Provided entries:
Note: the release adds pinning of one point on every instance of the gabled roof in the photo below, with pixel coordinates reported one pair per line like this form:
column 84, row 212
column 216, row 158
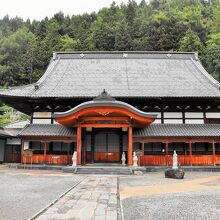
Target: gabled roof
column 17, row 124
column 107, row 106
column 122, row 74
column 3, row 133
column 179, row 130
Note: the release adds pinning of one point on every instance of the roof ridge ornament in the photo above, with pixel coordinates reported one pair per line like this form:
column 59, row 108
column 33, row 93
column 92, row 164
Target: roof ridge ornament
column 104, row 96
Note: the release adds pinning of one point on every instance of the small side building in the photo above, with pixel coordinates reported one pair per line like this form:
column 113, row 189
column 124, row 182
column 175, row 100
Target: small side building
column 101, row 104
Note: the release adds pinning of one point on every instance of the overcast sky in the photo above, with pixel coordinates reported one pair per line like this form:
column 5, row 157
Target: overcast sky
column 38, row 9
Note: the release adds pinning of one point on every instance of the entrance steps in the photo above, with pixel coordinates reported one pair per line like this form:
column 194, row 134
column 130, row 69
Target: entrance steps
column 110, row 170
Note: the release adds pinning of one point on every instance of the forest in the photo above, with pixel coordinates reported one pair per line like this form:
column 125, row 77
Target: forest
column 157, row 25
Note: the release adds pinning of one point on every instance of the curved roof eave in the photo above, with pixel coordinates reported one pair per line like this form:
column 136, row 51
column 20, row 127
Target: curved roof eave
column 91, row 104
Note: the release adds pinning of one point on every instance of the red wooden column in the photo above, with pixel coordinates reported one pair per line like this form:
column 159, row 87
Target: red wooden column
column 79, row 144
column 166, row 152
column 45, row 151
column 213, row 152
column 130, row 161
column 142, row 146
column 22, row 151
column 190, row 153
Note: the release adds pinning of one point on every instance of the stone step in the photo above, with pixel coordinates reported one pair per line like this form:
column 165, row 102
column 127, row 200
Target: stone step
column 100, row 170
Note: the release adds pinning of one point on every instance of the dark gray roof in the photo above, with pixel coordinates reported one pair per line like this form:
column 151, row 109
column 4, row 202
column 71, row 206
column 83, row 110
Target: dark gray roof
column 47, row 130
column 104, row 99
column 122, row 74
column 179, row 130
column 3, row 133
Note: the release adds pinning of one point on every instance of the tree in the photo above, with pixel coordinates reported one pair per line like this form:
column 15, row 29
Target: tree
column 12, row 48
column 102, row 36
column 191, row 42
column 211, row 58
column 69, row 44
column 123, row 39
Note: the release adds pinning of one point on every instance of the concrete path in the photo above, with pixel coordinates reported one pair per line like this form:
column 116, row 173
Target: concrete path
column 94, row 199
column 153, row 197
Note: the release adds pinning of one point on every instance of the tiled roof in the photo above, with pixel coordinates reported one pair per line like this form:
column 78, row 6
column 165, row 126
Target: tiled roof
column 179, row 130
column 17, row 124
column 122, row 74
column 3, row 133
column 47, row 130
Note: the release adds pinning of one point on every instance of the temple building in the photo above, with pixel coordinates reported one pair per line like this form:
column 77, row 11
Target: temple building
column 101, row 104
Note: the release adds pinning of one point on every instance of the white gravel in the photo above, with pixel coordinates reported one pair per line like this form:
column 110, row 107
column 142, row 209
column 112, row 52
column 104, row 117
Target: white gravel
column 22, row 195
column 191, row 205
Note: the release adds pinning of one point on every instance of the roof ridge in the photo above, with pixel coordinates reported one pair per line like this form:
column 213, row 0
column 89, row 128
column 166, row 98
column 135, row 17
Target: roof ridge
column 50, row 67
column 206, row 75
column 121, row 52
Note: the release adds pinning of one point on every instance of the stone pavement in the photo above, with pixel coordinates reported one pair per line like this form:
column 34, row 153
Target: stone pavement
column 96, row 198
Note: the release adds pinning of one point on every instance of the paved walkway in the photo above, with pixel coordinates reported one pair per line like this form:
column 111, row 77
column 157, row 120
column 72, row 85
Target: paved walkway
column 182, row 186
column 153, row 197
column 94, row 199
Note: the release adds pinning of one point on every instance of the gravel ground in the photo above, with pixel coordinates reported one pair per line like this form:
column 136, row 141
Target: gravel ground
column 182, row 206
column 23, row 193
column 190, row 205
column 157, row 178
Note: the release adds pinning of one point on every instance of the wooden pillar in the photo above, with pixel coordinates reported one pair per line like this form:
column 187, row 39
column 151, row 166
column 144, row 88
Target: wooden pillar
column 166, row 152
column 190, row 153
column 22, row 151
column 130, row 161
column 45, row 151
column 79, row 143
column 213, row 152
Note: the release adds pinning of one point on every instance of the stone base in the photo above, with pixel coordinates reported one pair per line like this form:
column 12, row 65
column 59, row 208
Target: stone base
column 174, row 173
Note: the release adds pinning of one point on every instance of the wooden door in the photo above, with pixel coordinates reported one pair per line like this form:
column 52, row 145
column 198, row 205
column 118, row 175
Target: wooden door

Task directions: Can you format every line of the records above as a numbered list, skipping blank lines and leaving out the pictures?

Task response:
1. Note: the release adds pinning of one point on every instance of the gabled roof in the photo below, with pixel coordinates reported one pair per line like this form:
2. column 84, row 212
3. column 216, row 158
4. Target: gabled roof
5. column 17, row 124
6. column 107, row 106
7. column 122, row 74
8. column 3, row 133
9. column 179, row 130
10. Note: the release adds pinning of one point on every instance of the roof ridge ornament in the photo above, with pixel coordinates reported one pair per line like this form:
11. column 59, row 108
12. column 33, row 93
13. column 92, row 164
14. Target: roof ridge ornament
15. column 104, row 96
16. Note: the release adds pinning of one point on every instance of the small side building in the photo above, with pixel coordinates reported one pair per line like this form:
17. column 113, row 189
18. column 124, row 182
19. column 175, row 100
20. Target: small side building
21. column 101, row 104
22. Note: the release adds pinning of one point on every instance of the overcast sky in the photo above, with pixel coordinates reported one pair per line like this form:
23. column 5, row 157
24. Target: overcast sky
25. column 38, row 9
26. Note: the release adds pinning of one point on every instance of the entrance steps in the photo above, with pixel coordinates reported one pair per line like this form:
27. column 194, row 134
28. column 130, row 69
29. Target: entrance steps
30. column 110, row 170
31. Note: the release adds pinning of one point on every instance of the forest in the photo above, with pixel coordinates reported one pair per line like this form:
32. column 125, row 77
33. Target: forest
34. column 157, row 25
35. Note: the release adds pinning of one point on every instance of the curved roof eave in the photo above, with pixel coordinates reported one pair per line like this form:
36. column 136, row 51
37. column 20, row 127
38. Target: curved roof eave
39. column 91, row 104
40. Note: the release adds pinning of one point on every instance of the red wooden column in the photo above, with pixel coordinates reported one pair per line like this form:
41. column 159, row 87
42. Target: red wooden column
43. column 79, row 144
44. column 166, row 152
45. column 45, row 151
46. column 213, row 152
47. column 130, row 161
48. column 142, row 146
49. column 22, row 151
50. column 190, row 153
51. Note: the release adds pinning of one point on every instance of the stone step in the photo above, with pixel coordinates reported one pair per line like this form:
52. column 165, row 102
53. column 127, row 200
54. Target: stone step
55. column 100, row 170
56. Note: the release adds pinning of one point on every instance of the dark gray roof in the photo above, with pixel coordinates reported one pair per line like this form:
57. column 151, row 109
58. column 4, row 202
59. column 71, row 206
60. column 83, row 110
61. Target: dark gray roof
62. column 47, row 130
63. column 104, row 99
64. column 122, row 74
65. column 179, row 130
66. column 3, row 133
67. Note: the release adds pinning of one point on every instance of the tree in the photo above, with pixel coordinates reported one pair per line like this form:
68. column 15, row 29
69. Target: tree
70. column 12, row 48
71. column 102, row 36
72. column 191, row 42
73. column 211, row 58
74. column 69, row 44
75. column 123, row 39
76. Note: the release adds pinning of one point on every instance of the concrete path in the photo above, with pixel coordinates reported one pair per line like this form:
77. column 116, row 173
78. Target: concrete path
79. column 94, row 199
80. column 153, row 197
81. Note: the release adds pinning of one point on every instance of the tiled roof in the photo above, with pixel coordinates reported one pair per line like this form:
82. column 78, row 6
83. column 165, row 126
84. Target: tiled roof
85. column 179, row 130
86. column 17, row 124
87. column 122, row 74
88. column 3, row 133
89. column 47, row 130
90. Note: the release adds pinning of one point on every instance of the temple building in the photo above, with pixel coordinates reported one pair per line like this form:
91. column 77, row 11
92. Target: temple building
93. column 101, row 104
94. Note: the release adds pinning of one point on every instance of the white gravel in the photo above, with pixel coordinates reported one pair per line like this form:
95. column 110, row 107
96. column 142, row 209
97. column 112, row 52
98. column 104, row 117
99. Target: white gravel
100. column 22, row 195
101. column 191, row 205
102. Note: the release adds pinning of one point on every instance of the roof ridge in the photo above, with pixel coordinates reported one pair per line like this form:
103. column 213, row 0
104. column 89, row 128
105. column 166, row 98
106. column 135, row 17
107. Target: roof ridge
108. column 50, row 67
109. column 206, row 75
110. column 121, row 52
111. Note: the release adds pinning of one point on every instance of the stone pavement in the photo above, with pixel coordinates reported one pair per line like this form:
112. column 34, row 153
113. Target: stone pavement
114. column 96, row 198
115. Note: the release adds pinning of one point on every instance of the paved walkway in the photo above, with pixel coordinates reported one pair per line like this form:
116. column 111, row 77
117. column 157, row 120
118. column 72, row 85
119. Target: paved walkway
120. column 182, row 186
121. column 153, row 197
122. column 94, row 199
123. Note: the release adds pinning of one point on every instance of the gravel ground in the photo above, with pixel coordinates reported one pair per line like this form:
124. column 136, row 141
125. Target: gravel ground
126. column 182, row 206
127. column 23, row 193
128. column 190, row 205
129. column 157, row 178
130. Note: the release adds pinning of one point on every instance of the wooden pillar in the photo above, with pixel coordinates reported one pair per line like this form:
131. column 187, row 39
132. column 151, row 166
133. column 144, row 88
134. Target: wooden pillar
135. column 166, row 152
136. column 190, row 153
137. column 22, row 151
138. column 130, row 161
139. column 45, row 151
140. column 79, row 143
141. column 213, row 152
142. Note: the release adds pinning of one point on every instance of the stone base in the photo above, with pixel coordinates reported one pair per line like this form:
143. column 12, row 65
144. column 59, row 208
145. Target: stone base
146. column 174, row 173
147. Note: the release adds pinning of one point on every instance of the wooden door in the photo above, with pixel coordinates reported one pair per line like this form:
148. column 52, row 145
149. column 198, row 205
150. column 118, row 175
151. Target: wooden door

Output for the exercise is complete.